The data:
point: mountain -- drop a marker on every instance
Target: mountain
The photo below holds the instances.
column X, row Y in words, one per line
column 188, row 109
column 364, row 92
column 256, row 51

Work instructions: Copy all of the material word for word.

Task result:
point: mountain -- drop a marker on every instance
Target: mountain
The photo below holds the instances.
column X, row Y in words, one per line
column 188, row 109
column 364, row 92
column 256, row 51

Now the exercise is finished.